Wednesday, October 14, 2009

Yojimbo, Mac tool extraordinaire

I recently acquired a program called Yojimbo that has, in a word, made my life much simpler. I think of it as a smart box, or archive, into which I can store all the stuff I collect while stumbling around the Web. That's in contrast to a dumb, inert folder.


Yojimbo is the garage, or attic or basement, that I always needed for my always-expanding collection of Web pages, text clippings, images, bookmarks, and receipts - all the stuff, in other words, that I grab, sometimes with no good reason beyond it's being available to grab. But it's a garage that is self-organizing, constantly ordering and indexing its contents for easy retrieval. Garage with butler included!


In the past, these collected items would get stored willy-nilly in my computer. Some languished in my Mac's Downloads folder, most others just cluttered by desktop. Every so often, I might do some house-cleaning and shuffle items into this folder or that - a Reads, folder, for instance, for storing all those news, magazine, and Web page articles that I fully intended eventually to read, someday, somehow, in the future, when I happened to have the time and actually remembered that they existed. This Reads folder itself was contained in a folder I long ago labled Stuff - a sprawling collection of items, many but not all of them organized in folders: images, documents, bookmarks, MP3 music files, you name it.

*****

## Task list
A: In the post about Yojimbo, what was the folder called that held the Reads folder?
B: Render this sentence from the post about Yojimbo in Spanish: "But it's a garage that is self-organizing, constantly ordering and indexing its contents for easy retrieval."

## Given records
*****

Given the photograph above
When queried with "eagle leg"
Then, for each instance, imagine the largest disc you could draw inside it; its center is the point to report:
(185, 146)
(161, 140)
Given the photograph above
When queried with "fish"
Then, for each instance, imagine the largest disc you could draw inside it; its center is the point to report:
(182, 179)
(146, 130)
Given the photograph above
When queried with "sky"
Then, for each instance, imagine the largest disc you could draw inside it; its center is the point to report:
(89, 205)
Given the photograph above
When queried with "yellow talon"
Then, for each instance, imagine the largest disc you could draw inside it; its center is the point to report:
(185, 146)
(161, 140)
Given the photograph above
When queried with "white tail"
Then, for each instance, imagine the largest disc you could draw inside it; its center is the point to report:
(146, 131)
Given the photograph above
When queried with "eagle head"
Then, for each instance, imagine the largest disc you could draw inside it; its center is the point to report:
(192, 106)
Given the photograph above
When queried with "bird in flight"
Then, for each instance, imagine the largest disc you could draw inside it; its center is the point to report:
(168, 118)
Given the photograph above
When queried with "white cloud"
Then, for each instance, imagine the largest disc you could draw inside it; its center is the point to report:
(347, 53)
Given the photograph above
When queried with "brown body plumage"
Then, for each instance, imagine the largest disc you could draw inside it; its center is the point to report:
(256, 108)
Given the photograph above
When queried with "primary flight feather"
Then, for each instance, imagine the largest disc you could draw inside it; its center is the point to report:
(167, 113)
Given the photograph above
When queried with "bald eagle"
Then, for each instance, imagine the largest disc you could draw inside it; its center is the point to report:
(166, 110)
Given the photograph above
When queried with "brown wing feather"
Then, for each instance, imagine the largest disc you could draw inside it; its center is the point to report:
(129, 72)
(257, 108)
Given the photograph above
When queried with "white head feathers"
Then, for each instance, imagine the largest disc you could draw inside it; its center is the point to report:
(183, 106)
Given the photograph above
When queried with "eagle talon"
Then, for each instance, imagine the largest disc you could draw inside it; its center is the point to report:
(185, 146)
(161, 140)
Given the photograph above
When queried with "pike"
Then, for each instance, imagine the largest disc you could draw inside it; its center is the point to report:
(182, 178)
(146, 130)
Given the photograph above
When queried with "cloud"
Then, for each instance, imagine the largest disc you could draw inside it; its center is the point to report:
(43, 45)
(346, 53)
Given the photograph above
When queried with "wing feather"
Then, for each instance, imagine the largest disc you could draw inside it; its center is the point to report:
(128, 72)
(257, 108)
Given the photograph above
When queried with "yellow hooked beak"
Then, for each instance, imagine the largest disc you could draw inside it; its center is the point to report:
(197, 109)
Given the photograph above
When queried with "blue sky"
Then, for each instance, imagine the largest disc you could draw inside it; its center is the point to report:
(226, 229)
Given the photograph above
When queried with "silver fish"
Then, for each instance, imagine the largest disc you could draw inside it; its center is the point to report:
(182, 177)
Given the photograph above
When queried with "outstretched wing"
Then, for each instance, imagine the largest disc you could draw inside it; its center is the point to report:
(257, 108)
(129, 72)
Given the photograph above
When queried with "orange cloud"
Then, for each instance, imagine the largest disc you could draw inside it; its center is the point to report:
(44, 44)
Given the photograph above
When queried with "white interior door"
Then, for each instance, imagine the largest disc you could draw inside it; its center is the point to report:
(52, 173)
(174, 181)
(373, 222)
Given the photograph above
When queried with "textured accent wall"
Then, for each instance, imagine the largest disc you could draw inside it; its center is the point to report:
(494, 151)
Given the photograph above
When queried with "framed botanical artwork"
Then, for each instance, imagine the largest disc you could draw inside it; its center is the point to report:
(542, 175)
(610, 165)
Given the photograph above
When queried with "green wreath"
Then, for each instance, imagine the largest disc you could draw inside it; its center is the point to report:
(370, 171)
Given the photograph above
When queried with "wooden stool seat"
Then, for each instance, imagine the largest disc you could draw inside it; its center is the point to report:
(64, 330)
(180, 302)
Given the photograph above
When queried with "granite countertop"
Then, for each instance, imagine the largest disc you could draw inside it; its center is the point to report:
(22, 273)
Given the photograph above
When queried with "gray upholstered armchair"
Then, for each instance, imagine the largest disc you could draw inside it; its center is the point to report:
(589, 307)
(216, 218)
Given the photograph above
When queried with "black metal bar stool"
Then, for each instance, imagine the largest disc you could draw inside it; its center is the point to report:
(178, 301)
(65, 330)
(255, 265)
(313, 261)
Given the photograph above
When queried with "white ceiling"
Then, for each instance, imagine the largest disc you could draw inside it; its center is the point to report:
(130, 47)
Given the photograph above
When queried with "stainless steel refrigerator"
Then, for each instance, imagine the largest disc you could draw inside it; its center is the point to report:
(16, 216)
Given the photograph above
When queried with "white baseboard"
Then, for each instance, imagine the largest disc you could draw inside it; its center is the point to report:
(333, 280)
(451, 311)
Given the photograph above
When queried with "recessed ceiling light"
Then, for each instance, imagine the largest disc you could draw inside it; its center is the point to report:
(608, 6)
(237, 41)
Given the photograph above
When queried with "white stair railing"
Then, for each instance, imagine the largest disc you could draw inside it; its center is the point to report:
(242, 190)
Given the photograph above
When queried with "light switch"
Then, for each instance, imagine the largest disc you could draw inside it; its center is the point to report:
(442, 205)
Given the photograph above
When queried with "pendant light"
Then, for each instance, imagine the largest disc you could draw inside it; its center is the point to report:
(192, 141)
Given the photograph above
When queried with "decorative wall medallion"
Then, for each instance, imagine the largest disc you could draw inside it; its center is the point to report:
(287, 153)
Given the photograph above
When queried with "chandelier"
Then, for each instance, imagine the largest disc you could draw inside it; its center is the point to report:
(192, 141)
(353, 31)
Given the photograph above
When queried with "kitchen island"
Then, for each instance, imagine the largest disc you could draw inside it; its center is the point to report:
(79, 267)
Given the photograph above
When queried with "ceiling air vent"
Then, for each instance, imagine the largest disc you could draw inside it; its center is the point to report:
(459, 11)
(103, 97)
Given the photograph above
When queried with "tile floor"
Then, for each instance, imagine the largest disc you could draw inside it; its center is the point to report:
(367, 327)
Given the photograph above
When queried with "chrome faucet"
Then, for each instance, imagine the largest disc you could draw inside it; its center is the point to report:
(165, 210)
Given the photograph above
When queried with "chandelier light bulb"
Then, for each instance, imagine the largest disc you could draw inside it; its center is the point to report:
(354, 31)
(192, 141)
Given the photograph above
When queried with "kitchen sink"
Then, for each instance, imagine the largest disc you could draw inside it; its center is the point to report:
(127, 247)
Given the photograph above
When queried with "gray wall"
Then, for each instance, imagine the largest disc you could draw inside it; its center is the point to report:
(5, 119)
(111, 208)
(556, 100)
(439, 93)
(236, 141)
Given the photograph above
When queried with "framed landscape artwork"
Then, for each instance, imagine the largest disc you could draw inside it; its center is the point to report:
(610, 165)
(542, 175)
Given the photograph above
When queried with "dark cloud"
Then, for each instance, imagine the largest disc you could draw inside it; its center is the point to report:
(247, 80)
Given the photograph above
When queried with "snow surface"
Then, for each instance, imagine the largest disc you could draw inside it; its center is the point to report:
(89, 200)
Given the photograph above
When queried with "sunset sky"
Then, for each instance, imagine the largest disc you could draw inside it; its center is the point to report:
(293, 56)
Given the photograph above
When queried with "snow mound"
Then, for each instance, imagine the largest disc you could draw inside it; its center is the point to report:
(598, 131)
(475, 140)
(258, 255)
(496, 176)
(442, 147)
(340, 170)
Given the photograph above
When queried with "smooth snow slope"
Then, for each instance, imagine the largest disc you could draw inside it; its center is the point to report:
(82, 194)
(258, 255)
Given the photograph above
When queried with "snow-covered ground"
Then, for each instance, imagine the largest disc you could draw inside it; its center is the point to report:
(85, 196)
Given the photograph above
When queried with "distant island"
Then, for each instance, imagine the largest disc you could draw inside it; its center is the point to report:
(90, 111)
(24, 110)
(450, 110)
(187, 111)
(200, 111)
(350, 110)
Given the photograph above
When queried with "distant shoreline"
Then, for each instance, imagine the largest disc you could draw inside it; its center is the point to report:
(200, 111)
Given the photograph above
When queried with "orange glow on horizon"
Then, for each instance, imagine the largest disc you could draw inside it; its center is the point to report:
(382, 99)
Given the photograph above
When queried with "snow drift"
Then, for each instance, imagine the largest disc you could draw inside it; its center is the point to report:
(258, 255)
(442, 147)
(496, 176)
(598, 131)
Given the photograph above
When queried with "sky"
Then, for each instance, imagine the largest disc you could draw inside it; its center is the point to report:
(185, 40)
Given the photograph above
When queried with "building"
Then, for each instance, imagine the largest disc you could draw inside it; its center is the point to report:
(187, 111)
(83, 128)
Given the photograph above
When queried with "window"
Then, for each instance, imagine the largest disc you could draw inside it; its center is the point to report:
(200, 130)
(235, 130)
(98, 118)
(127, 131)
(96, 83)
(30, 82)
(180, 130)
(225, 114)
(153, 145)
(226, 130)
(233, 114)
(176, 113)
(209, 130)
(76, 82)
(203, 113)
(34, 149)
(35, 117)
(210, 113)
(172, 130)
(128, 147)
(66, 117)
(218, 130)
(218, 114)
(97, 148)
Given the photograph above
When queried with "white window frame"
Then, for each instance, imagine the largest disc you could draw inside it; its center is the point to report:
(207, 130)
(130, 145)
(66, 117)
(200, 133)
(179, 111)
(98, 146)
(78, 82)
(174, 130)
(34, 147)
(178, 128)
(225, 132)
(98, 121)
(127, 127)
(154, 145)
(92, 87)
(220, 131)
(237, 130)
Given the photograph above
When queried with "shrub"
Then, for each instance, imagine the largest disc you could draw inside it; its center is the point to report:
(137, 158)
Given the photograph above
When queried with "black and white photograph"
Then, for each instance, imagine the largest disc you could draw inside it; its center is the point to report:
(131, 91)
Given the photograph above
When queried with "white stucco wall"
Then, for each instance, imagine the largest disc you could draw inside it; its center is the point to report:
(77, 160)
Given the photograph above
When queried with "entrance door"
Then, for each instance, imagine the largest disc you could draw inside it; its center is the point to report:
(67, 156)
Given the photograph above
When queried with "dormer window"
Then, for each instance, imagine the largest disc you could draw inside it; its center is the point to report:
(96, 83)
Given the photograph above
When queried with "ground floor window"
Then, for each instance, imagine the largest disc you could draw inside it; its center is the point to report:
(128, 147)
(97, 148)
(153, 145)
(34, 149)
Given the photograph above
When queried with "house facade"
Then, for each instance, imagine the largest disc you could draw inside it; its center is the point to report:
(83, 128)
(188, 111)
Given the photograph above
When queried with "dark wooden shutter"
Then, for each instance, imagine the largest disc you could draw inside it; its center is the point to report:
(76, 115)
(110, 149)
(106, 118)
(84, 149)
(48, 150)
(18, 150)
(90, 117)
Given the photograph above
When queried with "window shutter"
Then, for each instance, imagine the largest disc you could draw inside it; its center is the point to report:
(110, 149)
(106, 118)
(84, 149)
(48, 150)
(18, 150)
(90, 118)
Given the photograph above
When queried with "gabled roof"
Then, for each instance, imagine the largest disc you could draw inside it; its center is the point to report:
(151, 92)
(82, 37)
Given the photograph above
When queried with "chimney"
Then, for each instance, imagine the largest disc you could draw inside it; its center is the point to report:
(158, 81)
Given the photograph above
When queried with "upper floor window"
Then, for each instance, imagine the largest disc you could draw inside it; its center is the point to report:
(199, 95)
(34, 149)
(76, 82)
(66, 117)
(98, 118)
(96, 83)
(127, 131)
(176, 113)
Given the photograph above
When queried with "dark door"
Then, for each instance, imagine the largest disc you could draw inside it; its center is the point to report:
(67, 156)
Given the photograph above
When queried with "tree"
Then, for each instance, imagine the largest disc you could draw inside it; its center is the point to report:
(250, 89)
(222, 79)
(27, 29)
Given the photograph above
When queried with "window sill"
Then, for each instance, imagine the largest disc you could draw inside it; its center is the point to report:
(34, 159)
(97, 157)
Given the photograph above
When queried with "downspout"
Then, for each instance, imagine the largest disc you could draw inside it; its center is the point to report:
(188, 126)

*****

## Expected results
A: Stuff

B: Pero es un garaje que se organiza solo, ordenando e indexando constantemente su contenido para facilitar su recuperación.